◆ **Directions**
Pull every line that holds the word "instance" from the entries.

(Stored data)

- - - -

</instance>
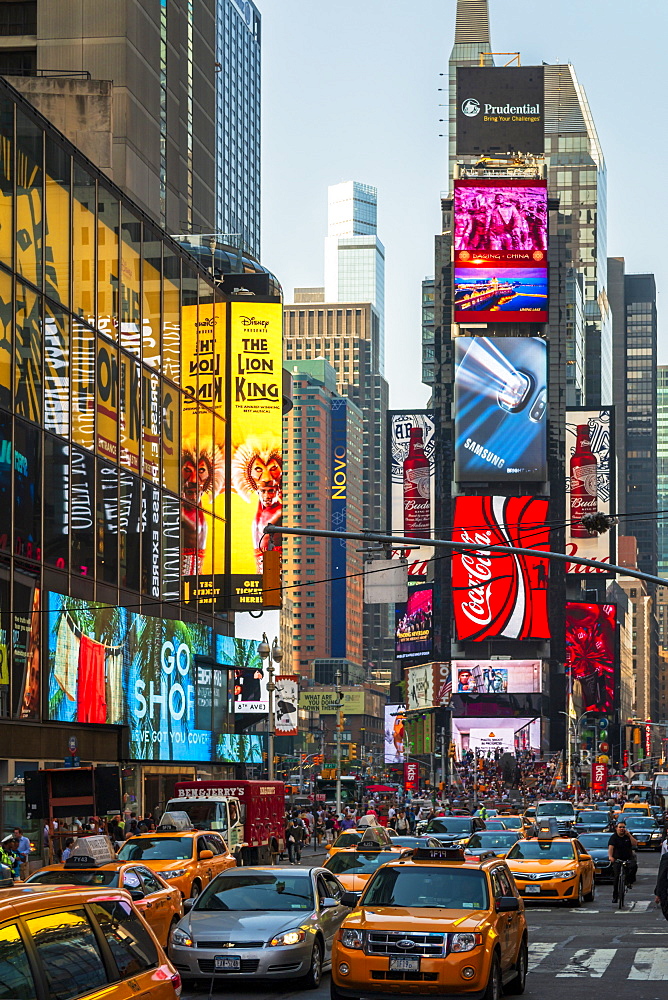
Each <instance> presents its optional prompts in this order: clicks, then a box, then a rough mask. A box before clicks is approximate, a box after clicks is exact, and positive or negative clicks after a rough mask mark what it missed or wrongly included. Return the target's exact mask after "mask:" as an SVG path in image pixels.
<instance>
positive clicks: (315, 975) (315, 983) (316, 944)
mask: <svg viewBox="0 0 668 1000" xmlns="http://www.w3.org/2000/svg"><path fill="white" fill-rule="evenodd" d="M321 979H322V945H321V944H320V942H319V941H318V940H317V938H316V940H315V941H314V942H313V951H312V952H311V967H310V969H309V970H308V972H307V973H306V975H305V976H304V978H303V979H302V982H301V985H302V989H306V990H317V988H318V986H320V980H321Z"/></svg>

- - - -

◆ **Answer area**
</instance>
Each <instance> presents its optional prompts in this order: clicks, then a box, then a rough mask. A box before clicks is approximate, a box after clicks is exact, and positive or negative clicks after a rough mask mark what it missed or wrongly included. Return the target's exact mask after "mask:" as an SVG path in image pixels.
<instance>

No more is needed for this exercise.